GIVEN INSTRUCTION A = Write out the part of the Brewer's Bakery recollection between "James Brewer's bakery" and "with the baking.", inclusive.
GIVEN INSTRUCTION B =
Answer these questions using the Brewer's Bakery recollection, and mark each answer with the same numeral as its question.
(i) In what year was the bakery established?
(ii) About how many tins wide was the oven's moving belt?
(iii) About how high were the tins the jam came in?

James Brewer's bakery was established in 1897 and was still operating in Badsey in the 1950s. Brewers Lane is named after the man and the bakery. Here Don Barnard describes what it was like to work there in the mid-1950s.

This is a personal recollection of working in the summer for Brewer's Bakery, in Brewers Lane. It must have been in 1955 or 1956, when I was 15 or 16, and I was hired on a cash-in-hand basis to help out with the baking.

Apart from two long wide tables for kneading and a couple of mechanical mixers, the bakery had a large oven about 15 feet long fed by a continually moving belt. Loaf tins with risen dough were loaded at one end, carried through as they cooked and taken off at the other. I recall the belt being about 10 tins wide, so unloading at the end was a tricky business. You handled the hot tins with sacking gloves, knocked out the loaves into a tray and stacked the tins, while the rest of the row got nearer and nearer to falling on the floor.

Another difficult task was adding jam to swiss rolls and doughnuts. The jam came in tins about a foot high and an experienced jammer could plunge a forearm into the tin and with one sweep spread most of a flat tray of cooked sponge, before finishing it off and rolling it up. Doughnuts were jammed (literally) onto a hollow spike, then a plunger was depressed, pumping in the jam. Both operations were made more hazardous by the wasps, which had to be picked out of the jam sometimes, before the Swiss rolls could be finished.

INFORMATION PROVIDED =
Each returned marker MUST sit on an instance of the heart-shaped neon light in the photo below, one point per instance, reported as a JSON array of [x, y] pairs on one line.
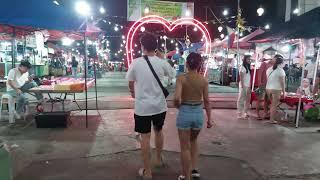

EXERCISE OUTPUT A =
James Brewer's bakery was established in 1897 and was still operating in Badsey in the 1950s. Brewers Lane is named after the man and the bakery. Here Don Barnard describes what it was like to work there in the mid-1950s.

This is a personal recollection of working in the summer for Brewer's Bakery, in Brewers Lane. It must have been in 1955 or 1956, when I was 15 or 16, and I was hired on a cash-in-hand basis to help out with the baking.

EXERCISE OUTPUT B =
(i) 1897
(ii) About 10 tins wide
(iii) About a foot high